Testo del documento >>
L’obbligo dell’etichetta sociale permetterebbe di garantire il commercio internazionale senza la competizione al ribasso su diritti e garanzie

È indiscutibile che la libera circolazione globale delle merci abbia avuto un effetto negativo sulle garanzie del lavoro, sui diritti sindacali, con il risultato di peggiorare la qualità della vita di una fascia elevata della popolazione, di redistribuire in senso regressivo il reddito e di diffondere l’idea che la difesa di tali diritti fosse troppo costosa e antistorica. Questo non è tuttavia una conseguenza necessaria del libero commercio, tutt’altro. Dai tempi della rivoluzione industriale, i diritti e le garanzie dei lavoratori (diritti di associazione sindacale, di sciopero, diritto alle ferie pagate, alla pensione, etc.) si sono diffusi insieme con l’espansione dell’industria e l’aumentare degli scambi.

La globalizzazione ha interrotto questo processo: ha creato un unico grande mercato privo però di un qualsiasi referente politico e di un luogo dove i conflitti sociali e distributivi trovino una definizione politica. Al contrario, le economie hanno iniziato un processo concorrenziale tutto giocato sulla deregolamentazione dei mercati e principalmente del mercato del lavoro. È un caso da manuale di fallimento del coordinamento.

Il problema >>
Puoi ricopiare parola per parola l'intero testo sull'etichetta sociale e la globalizzazione riportato qui sopra?

Dati mostrati >>
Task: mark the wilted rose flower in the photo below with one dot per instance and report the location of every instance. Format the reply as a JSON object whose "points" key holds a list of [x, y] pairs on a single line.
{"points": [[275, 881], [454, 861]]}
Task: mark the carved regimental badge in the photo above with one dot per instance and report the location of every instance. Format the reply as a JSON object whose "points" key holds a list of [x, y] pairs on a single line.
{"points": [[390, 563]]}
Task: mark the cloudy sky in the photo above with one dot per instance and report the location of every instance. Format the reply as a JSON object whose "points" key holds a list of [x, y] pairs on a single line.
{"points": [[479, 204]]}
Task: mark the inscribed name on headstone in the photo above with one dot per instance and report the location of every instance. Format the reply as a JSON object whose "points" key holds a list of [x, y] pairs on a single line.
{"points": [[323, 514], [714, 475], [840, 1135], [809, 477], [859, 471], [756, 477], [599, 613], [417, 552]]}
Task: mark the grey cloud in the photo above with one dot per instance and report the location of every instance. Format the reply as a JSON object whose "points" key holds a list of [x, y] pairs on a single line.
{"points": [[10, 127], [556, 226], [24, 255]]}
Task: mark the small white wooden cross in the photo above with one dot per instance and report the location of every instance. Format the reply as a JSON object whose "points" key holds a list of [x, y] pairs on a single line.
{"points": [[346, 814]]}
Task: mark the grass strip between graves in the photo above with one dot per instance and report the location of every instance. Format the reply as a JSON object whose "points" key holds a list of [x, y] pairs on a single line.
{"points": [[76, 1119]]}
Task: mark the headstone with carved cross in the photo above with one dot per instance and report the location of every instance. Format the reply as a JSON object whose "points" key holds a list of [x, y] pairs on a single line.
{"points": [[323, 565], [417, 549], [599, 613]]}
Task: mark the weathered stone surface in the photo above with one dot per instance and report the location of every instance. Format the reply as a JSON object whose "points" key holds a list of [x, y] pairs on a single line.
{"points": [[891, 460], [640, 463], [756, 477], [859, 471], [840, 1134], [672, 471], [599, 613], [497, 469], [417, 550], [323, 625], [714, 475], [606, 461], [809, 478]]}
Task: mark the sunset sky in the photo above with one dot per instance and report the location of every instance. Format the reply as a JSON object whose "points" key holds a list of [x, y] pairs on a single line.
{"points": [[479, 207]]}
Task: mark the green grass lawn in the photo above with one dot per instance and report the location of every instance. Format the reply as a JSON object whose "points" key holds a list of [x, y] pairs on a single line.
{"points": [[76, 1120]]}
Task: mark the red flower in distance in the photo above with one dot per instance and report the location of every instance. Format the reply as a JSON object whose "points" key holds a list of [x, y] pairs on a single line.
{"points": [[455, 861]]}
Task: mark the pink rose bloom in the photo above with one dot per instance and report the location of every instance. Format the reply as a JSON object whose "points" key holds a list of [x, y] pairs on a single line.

Risultato qui sotto >>
L’obbligo dell’etichetta sociale permetterebbe di garantire il commercio internazionale senza la competizione al ribasso su diritti e garanzie

È indiscutibile che la libera circolazione globale delle merci abbia avuto un effetto negativo sulle garanzie del lavoro, sui diritti sindacali, con il risultato di peggiorare la qualità della vita di una fascia elevata della popolazione, di redistribuire in senso regressivo il reddito e di diffondere l’idea che la difesa di tali diritti fosse troppo costosa e antistorica. Questo non è tuttavia una conseguenza necessaria del libero commercio, tutt’altro. Dai tempi della rivoluzione industriale, i diritti e le garanzie dei lavoratori (diritti di associazione sindacale, di sciopero, diritto alle ferie pagate, alla pensione, etc.) si sono diffusi insieme con l’espansione dell’industria e l’aumentare degli scambi.

La globalizzazione ha interrotto questo processo: ha creato un unico grande mercato privo però di un qualsiasi referente politico e di un luogo dove i conflitti sociali e distributivi trovino una definizione politica. Al contrario, le economie hanno iniziato un processo concorrenziale tutto giocato sulla deregolamentazione dei mercati e principalmente del mercato del lavoro. È un caso da manuale di fallimento del coordinamento.